- **TEXTE FOURNI**
::::::::::
Nos lecteurs qui s’intéressent aux questions de régulation financière liront avec profit Mon amie c’est la Finance, l’ouvrage bien documenté que donnent trois journalistes du Monde, de l’Expansion et de la Tribune, aux éditions Bayard, la grande maison d’édition catholique (les catholiques et la Finance, grand sujet de thèse). Ils comprendront mieux pourquoi l’une de nos récentes chroniques qualifiait la loi promulguée le 26 juillet 2013 de pitrerie.
Les trois journalistes retracent le débat qui s’ouvre avant les présidentielles de mai 2012, quand les dirigeants des principales banques françaises comprennent que Nicolas Sarkozy ne sera peut-être pas réélu, et que les socialistes risquent d’arriver au pouvoir. Or, François Hollande se fait alors remarquer par des velléités réformatrices dont il fera l’annonce publique lors de son discours du Bourget, le 22 janvier 2012.
Ce souci de réforme, certes habillé de verbalisme et d’emphase (les socialistes français ont leur tradition), ne témoigne pas d’un coup de sang anticapitaliste. Aux Etats-Unis (Volcker rule), en Grande-Bretagne (rapport Vickers) ou au niveau des institutions communautaires (rapport Liikanen), il est aussi question de réformer la finance, de protéger l’activité bancaire utile des comportements spéculatifs qui ont mis le système financier à risque en 2007-2008. De très bons esprits, des prix nobel d’économie sont, aux Etats-Unis et en Grande-Bretagne, associés aux réflexions. Les questions sont complexes.
Pébereau aux aguets
En France, Pébereau veille. Mon ami c’est la Finance, qui a pour sous-titre Comment François Hollande a plié devant les banquiers, décrit le travail de sape, le lobbying qui sera mené par les dirigeants des principales banques, Pébereau à leur tête, pour protéger le prétendu modèle français de banque universelle, au sein de laquelle ne sont pas séparées les activités de réception des dépôts et de crédit à l’économie, d’une part, et l’activité de banque d’investissement, mêlant investissements pour compte propre financés en partie par les dépôts reçus et le financement des fonds d’investissement – deux activités à fort rendement. Ainsi que l’écrit le professeur Gaël Giraud de l’Ecole d’économie de Paris, le préfacier du livre, c’est ainsi faire profiter les activités de banque d’investissement de la garantie implicite et gratuite de l’Etat, ce que les dirigeants de banque savent évaluer à son juste prix.
Dans son discours du Bourget, François Hollande avait promis de les séparer. Il était à tout le moins envisagé de filialiser les activités en cause, mais de les laisser sous holding commun – après tout, les activités d’asset management sont bien filialisées. Il y renoncera une fois élu, dans un renoncement qui sera théorisé par le lobby bancaire et orchestré par les jeunes énarques du Trésor.
Argument principal : la banque universelle à la française a montré sa résilience lors de la crise, le lobby bancaire se gardant de rappeler que Dexia, Natixis et Calyon ont dû être sauvées en toute urgence par leurs actionnaires. Et le lobby de faire appel au patriotisme : il ne s’agit pas de laisser les activités les plus rentables aux seules banques anglo-saxonnes.
::::::::::
- **DONNÉES FOURNIES**
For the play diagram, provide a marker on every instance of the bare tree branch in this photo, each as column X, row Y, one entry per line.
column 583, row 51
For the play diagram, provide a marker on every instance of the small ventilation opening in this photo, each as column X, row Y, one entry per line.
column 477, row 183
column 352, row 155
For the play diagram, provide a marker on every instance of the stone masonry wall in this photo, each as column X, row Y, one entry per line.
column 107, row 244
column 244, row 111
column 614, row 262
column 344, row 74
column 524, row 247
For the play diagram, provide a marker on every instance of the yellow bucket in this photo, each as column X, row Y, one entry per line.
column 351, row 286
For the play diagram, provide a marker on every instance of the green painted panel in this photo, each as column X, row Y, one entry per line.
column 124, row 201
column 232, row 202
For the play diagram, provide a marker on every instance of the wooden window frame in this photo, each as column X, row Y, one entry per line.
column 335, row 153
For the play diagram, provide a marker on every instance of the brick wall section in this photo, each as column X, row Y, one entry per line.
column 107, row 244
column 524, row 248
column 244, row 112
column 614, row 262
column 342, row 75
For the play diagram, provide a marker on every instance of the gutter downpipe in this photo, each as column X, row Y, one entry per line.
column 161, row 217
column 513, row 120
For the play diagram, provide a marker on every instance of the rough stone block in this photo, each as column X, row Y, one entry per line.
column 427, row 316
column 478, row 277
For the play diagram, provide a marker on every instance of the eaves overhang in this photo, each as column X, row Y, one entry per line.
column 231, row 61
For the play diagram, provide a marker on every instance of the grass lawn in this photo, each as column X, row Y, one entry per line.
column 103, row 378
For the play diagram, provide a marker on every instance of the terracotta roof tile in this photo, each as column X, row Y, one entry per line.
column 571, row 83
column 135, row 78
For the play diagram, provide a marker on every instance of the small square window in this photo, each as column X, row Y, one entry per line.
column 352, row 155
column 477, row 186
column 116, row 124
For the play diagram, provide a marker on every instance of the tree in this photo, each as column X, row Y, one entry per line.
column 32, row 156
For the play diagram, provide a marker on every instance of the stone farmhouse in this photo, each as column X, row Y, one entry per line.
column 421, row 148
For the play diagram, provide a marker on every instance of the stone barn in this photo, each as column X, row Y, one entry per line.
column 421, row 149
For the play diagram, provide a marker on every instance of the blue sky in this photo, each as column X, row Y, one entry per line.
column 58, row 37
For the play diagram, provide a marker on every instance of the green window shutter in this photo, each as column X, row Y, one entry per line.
::::::::::
- **TÂCHES À RÉALISER**
A. Répondez à ces questions sur le texte consacré à la réforme bancaire :
(i) Chez quel éditeur paraît le livre présenté ?
(ii) À quelle date François Hollande prononce-t-il son discours du Bourget ?
(iii) Quelles banques ont dû être sauvées en urgence par leurs actionnaires ?
B. Modifiez un passage du texte consacré à la réforme bancaire : partez des mots « Nos lecteurs qui » et arrêtez-vous après « 22 janvier 2012. », en remplaçant « pitrerie » par « farce ».
C. Prolongez, s'il vous plaît, le texte consacré à la réforme bancaire à partir de sa dernière phrase.
Ces données proviennent d'une autre source.

- **RÉPONSES PAR TÂCHE**
A.
(i) Aux éditions Bayard.
(ii) Le 22 janvier 2012.
(iii) Dexia, Natixis et Calyon.

B.
Nos lecteurs qui s’intéressent aux questions de régulation financière liront avec profit Mon amie c’est la Finance, l’ouvrage bien documenté que donnent trois journalistes du Monde, de l’Expansion et de la Tribune, aux éditions Bayard, la grande maison d’édition catholique (les catholiques et la Finance, grand sujet de thèse). Ils comprendront mieux pourquoi l’une de nos récentes chroniques qualifiait la loi promulguée le 26 juillet 2013 de farce.
Les trois journalistes retracent le débat qui s’ouvre avant les présidentielles de mai 2012, quand les dirigeants des principales banques françaises comprennent que Nicolas Sarkozy ne sera peut-être pas réélu, et que les socialistes risquent d’arriver au pouvoir. Or, François Hollande se fait alors remarquer par des velléités réformatrices dont il fera l’annonce publique lors de son discours du Bourget, le 22 janvier 2012.

C.
Technique employée, raconte l’ouvrage : le lobby comme source du droit, le cadenassage de tout débat, et notamment du travail en commission parlementaire par le ministère des finances, les pressions sur les députés moins dociles (peu nombreux au demeurant), incités à retirer leurs amendements, et des visites de salles des marchés organisées par les services Communication. En guise de compensation, le gouvernement acceptait de durcir la législation concernant les paradis fiscaux et de prévoir que certains mécanismes pourraient être révisés à l’avenir ; il fallait permettre aux députés de sauver la face, Karine Berger en premier lieu, elle qui aura son amendement.
Ce lobbying a réussi. La loi ne fait rien de ce qui était annoncé par le candidat François Hollande, et rien de ce qu’annonce son titre. Le mot « palinodie » trouve exactement à s »appliquer.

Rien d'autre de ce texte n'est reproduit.